== Task to carry out ==
Please turn the records, from their first line through the line containing "[0,134,164,196]", into a JSON list of strings with one string for each line, both end lines included and any blank lines left out.

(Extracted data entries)
-- Start --
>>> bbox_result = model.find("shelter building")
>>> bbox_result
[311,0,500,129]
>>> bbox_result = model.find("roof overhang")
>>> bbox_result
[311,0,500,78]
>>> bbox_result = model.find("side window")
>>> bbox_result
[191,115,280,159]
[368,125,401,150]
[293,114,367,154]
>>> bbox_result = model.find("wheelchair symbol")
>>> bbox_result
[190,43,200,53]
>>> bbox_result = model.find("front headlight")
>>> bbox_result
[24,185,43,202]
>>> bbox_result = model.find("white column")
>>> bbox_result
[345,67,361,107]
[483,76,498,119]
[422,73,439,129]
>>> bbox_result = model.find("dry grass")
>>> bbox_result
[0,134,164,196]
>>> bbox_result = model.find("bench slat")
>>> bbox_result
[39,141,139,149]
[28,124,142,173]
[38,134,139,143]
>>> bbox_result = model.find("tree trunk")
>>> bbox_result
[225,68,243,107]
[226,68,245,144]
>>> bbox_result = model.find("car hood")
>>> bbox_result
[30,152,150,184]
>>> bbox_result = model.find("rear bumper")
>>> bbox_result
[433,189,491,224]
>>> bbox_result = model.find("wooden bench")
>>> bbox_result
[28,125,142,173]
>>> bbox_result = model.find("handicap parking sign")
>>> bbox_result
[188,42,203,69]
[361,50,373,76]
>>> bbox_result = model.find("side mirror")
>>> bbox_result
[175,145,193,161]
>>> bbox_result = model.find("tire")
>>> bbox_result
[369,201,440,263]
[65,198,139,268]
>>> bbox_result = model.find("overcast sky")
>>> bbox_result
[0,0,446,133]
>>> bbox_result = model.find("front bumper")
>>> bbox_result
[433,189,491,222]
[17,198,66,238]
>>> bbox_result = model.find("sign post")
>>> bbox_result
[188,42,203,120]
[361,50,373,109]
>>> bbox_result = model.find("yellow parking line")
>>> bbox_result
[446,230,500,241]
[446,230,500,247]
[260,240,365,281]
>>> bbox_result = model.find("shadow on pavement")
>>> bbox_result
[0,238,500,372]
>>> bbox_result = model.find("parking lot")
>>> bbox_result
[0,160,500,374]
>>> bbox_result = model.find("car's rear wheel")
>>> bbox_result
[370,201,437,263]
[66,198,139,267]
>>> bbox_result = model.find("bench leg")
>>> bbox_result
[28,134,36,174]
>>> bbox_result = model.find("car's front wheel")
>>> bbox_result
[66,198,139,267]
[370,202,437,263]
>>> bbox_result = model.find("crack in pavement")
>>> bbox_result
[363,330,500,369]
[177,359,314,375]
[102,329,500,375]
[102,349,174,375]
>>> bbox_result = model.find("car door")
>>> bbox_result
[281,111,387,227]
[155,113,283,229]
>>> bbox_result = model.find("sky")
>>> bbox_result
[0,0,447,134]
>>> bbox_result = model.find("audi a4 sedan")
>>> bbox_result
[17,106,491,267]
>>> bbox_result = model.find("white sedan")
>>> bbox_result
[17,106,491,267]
-- End --
== Output for this exercise ==
[
  ">>> bbox_result = model.find(\"shelter building\")",
  ">>> bbox_result",
  "[311,0,500,129]",
  ">>> bbox_result = model.find(\"roof overhang\")",
  ">>> bbox_result",
  "[311,0,500,78]",
  ">>> bbox_result = model.find(\"side window\")",
  ">>> bbox_result",
  "[191,115,280,159]",
  "[368,125,401,150]",
  "[293,114,367,154]",
  ">>> bbox_result = model.find(\"wheelchair symbol\")",
  ">>> bbox_result",
  "[190,43,200,53]",
  ">>> bbox_result = model.find(\"front headlight\")",
  ">>> bbox_result",
  "[24,185,43,202]",
  ">>> bbox_result = model.find(\"white column\")",
  ">>> bbox_result",
  "[345,67,361,107]",
  "[483,76,498,119]",
  "[422,73,439,129]",
  ">>> bbox_result = model.find(\"dry grass\")",
  ">>> bbox_result",
  "[0,134,164,196]"
]